Task to complete |
Reproduce the material from the line containing "Return one point per instance of the dry" through the end of the material, requests included. Multiply every x and y coordinate in the answers by 2.6 and round to whole numbers, halves up, leaving the requests and their format samples unchanged.

— BEGIN Dataset —

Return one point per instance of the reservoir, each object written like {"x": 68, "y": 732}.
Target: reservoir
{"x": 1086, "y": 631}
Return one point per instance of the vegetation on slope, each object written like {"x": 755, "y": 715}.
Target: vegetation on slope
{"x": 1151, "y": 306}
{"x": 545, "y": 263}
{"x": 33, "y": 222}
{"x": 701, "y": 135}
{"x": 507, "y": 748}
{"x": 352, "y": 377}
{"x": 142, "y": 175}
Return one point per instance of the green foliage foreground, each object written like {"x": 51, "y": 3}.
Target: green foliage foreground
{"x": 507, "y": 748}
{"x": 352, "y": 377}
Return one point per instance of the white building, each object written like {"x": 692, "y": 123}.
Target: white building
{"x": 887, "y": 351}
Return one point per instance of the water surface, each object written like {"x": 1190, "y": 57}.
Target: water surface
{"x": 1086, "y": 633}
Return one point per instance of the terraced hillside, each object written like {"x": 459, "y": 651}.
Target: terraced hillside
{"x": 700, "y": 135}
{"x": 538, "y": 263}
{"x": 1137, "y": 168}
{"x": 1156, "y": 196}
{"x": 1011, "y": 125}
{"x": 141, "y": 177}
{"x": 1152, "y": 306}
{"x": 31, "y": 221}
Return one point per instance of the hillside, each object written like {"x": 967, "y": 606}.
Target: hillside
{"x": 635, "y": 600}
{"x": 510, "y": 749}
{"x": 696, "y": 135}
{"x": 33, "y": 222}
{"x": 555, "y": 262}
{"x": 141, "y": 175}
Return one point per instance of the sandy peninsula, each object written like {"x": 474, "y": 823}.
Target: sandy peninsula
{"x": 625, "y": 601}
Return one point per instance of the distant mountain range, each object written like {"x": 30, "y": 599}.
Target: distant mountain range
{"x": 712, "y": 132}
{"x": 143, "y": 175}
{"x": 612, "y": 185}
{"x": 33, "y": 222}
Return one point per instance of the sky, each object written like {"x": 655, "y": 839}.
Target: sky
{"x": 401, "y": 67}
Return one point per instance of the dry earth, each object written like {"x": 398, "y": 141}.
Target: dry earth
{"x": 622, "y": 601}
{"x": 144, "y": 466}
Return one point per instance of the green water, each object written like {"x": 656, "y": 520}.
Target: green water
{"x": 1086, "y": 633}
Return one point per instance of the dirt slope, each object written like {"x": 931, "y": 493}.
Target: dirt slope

— END Dataset —

Answer to this problem |
Return one point per instance of the dry earth, each object written like {"x": 398, "y": 141}.
Target: dry earth
{"x": 1617, "y": 1563}
{"x": 374, "y": 1212}
Return one point per instance of the green water, each object written like {"x": 656, "y": 520}.
Target: green water
{"x": 2824, "y": 1646}
Return one point per instance of the dirt slope, each object written like {"x": 931, "y": 493}.
Target: dirt slope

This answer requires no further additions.